**Description of the task**.
Pull every line of text from the data below and copy it word for word. Leave out the pictures.

**Dataset records**.
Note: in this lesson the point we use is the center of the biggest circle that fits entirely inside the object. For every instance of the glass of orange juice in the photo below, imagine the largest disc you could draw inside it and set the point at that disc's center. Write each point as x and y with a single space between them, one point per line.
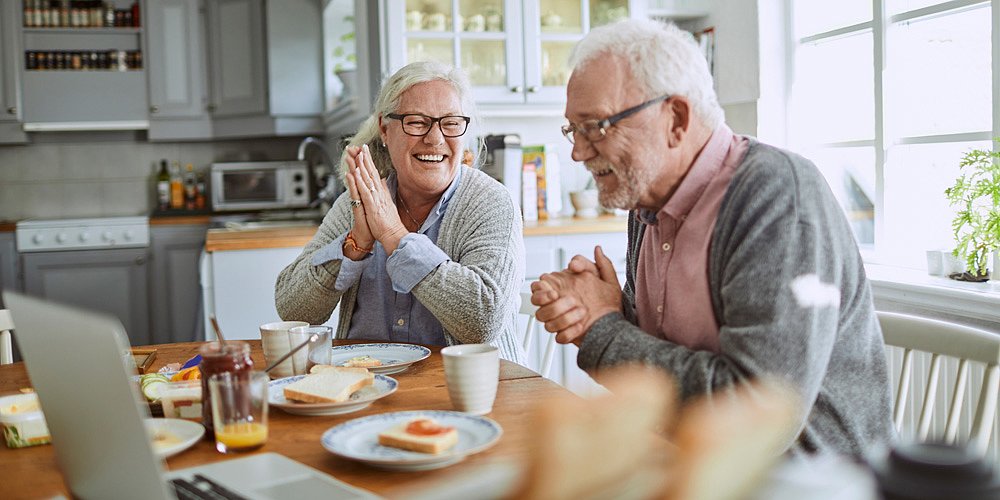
239 410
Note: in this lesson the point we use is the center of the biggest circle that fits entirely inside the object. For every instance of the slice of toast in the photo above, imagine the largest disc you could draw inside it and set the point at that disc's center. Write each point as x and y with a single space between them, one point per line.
398 437
329 385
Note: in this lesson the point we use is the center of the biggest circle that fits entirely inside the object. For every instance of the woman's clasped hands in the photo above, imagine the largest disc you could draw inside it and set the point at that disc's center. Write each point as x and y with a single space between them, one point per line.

**Full solution**.
Note: in this lesson the point we use is the center of the biggest circle that fits entirely inside the object. For every instance of the glass of orange juice in the photo below, imagine the largest disc you could draw inside it and set the point at that disc's center. Write each point as x and y with a single space between them, one point per line.
239 410
Note: in this lesson the point we use is the center of the biggest circle that fits entirely inside the object. For every instance of the slice of toast in the photo above, imagine the largest disc you could draw inside it and set the point at that disc's center. Write each point as x and y with a single space between them, one point per line.
398 437
329 385
Note: in this lesson the point we use is the center of the biggest circle that fits entirely inside the object. For every instance of the woman's clasped hands in the photo above, imagine the largest disc you could draw inside it and set the point at that disc's center. Write each point as x and y with a single space between them, one point per line.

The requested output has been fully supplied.